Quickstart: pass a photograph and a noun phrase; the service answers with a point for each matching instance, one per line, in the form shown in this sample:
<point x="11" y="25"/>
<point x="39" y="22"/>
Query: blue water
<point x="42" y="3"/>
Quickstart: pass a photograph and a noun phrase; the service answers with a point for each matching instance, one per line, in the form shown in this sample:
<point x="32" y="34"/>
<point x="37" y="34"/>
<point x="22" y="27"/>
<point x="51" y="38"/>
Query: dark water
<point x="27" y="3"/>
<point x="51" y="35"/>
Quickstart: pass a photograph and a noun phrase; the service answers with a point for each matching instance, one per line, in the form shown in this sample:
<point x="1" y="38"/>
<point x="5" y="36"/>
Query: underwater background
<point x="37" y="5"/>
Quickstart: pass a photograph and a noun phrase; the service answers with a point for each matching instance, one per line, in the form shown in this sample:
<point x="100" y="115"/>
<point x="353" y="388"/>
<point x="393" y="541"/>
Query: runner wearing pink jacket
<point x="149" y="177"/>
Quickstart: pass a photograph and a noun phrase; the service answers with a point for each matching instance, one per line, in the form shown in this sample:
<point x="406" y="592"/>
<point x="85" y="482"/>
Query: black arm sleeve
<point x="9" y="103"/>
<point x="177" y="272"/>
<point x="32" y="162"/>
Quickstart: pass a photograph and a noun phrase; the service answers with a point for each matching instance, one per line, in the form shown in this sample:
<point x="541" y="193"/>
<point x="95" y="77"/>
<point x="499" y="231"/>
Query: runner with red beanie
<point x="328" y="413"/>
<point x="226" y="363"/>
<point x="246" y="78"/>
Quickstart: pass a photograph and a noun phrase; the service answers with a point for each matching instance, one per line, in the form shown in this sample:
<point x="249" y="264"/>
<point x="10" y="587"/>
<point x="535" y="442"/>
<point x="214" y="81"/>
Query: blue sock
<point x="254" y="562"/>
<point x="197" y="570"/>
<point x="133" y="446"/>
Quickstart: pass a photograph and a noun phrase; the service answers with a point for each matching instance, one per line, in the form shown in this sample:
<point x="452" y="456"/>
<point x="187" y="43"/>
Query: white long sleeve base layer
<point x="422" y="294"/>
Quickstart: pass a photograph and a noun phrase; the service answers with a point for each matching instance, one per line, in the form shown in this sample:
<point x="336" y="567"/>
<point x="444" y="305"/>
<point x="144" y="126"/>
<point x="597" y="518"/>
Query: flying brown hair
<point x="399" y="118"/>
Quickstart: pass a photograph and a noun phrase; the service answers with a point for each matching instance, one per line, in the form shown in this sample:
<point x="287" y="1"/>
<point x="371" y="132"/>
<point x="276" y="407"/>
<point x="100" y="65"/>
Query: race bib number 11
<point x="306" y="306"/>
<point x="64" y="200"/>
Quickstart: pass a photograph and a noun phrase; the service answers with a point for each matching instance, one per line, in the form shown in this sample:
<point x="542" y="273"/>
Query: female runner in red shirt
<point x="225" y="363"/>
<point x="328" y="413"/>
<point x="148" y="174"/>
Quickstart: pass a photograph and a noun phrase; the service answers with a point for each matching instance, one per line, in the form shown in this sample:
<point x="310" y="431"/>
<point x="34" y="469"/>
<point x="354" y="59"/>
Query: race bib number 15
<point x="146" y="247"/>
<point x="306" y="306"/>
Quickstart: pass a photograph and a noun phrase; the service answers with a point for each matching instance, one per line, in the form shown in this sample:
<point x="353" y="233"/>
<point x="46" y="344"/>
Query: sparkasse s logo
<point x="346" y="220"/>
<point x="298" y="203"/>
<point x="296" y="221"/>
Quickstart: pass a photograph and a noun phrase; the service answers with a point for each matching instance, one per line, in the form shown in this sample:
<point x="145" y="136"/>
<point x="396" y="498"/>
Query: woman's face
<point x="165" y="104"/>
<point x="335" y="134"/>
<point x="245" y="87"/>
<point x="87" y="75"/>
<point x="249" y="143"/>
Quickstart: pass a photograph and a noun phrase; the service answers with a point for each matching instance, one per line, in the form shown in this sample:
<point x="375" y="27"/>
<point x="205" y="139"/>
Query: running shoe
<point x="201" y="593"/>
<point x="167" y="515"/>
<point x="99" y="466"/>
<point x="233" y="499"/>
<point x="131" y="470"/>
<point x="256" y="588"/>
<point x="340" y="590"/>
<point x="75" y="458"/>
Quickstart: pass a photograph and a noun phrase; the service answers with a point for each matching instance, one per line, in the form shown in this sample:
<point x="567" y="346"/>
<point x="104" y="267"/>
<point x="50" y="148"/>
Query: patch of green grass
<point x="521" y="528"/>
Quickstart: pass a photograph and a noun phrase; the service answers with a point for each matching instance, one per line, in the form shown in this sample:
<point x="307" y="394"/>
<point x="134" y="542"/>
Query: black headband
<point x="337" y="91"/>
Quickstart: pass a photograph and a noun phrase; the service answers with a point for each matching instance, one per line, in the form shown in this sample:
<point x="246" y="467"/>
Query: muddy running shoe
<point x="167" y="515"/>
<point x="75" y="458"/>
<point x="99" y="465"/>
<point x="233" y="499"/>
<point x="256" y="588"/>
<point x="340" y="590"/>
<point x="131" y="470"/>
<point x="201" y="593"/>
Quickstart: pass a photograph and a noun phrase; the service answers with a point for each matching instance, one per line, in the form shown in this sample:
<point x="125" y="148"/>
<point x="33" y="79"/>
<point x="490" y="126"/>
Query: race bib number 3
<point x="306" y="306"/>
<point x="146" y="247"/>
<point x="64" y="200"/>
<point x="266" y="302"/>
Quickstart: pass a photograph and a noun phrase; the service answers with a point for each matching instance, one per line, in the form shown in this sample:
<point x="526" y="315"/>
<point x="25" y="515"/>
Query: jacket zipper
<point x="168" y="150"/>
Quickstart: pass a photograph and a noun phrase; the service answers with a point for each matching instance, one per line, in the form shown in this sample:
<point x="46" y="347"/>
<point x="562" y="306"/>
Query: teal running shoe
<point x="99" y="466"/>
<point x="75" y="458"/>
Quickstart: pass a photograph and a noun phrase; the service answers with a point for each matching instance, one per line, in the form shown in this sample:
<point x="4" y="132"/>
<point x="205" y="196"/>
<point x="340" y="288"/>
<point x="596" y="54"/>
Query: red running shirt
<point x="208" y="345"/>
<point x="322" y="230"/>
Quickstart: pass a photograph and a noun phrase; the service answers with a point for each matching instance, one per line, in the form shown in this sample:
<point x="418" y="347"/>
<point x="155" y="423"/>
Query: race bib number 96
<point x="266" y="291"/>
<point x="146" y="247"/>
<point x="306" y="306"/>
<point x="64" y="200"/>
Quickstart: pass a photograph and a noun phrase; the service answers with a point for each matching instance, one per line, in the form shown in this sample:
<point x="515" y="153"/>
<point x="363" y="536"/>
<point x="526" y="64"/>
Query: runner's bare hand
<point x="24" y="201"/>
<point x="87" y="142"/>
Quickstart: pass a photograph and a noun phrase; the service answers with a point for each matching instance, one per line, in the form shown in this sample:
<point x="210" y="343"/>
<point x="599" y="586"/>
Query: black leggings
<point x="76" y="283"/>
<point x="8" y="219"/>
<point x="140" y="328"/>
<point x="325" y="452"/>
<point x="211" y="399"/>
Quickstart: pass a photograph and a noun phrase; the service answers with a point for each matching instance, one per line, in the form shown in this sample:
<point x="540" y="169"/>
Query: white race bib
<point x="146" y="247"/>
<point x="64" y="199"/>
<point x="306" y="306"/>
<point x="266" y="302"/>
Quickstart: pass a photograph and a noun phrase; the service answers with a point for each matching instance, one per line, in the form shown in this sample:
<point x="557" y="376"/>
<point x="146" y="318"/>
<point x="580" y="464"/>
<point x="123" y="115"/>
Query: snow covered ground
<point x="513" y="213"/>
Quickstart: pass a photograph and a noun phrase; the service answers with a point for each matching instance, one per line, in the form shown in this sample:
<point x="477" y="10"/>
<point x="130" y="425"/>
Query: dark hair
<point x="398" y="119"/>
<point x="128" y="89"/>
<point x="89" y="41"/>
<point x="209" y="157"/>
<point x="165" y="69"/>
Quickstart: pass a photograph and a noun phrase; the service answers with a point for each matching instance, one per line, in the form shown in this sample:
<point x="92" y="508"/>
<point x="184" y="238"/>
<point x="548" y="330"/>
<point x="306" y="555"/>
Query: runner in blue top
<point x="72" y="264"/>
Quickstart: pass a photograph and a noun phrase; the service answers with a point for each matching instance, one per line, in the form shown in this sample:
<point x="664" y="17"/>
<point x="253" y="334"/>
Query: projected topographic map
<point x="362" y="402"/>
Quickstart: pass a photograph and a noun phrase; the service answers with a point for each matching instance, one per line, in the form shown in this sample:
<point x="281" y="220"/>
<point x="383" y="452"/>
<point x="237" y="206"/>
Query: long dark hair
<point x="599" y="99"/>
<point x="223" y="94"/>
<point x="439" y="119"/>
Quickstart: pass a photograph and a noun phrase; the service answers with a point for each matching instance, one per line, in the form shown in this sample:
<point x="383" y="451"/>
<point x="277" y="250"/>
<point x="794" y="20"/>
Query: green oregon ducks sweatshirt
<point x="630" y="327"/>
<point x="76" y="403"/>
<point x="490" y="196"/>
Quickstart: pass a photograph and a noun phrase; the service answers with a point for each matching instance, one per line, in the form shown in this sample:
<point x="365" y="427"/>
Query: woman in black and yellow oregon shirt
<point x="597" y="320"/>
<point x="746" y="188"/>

§ Exercise directions
In the entries above, take the line containing "Query: green oregon ducks sweatshirt" and each later line through the last, and repeat them exactly. Output nothing else.

§ Exercise output
Query: green oregon ducks sweatshirt
<point x="630" y="327"/>
<point x="76" y="403"/>
<point x="490" y="196"/>
Quickstart: pass a photograph and a noun phrase; the service answers with a point for each matching instance, one per line, in the form shown in this sample:
<point x="365" y="427"/>
Query: woman in black and yellow oregon shirt
<point x="597" y="320"/>
<point x="746" y="188"/>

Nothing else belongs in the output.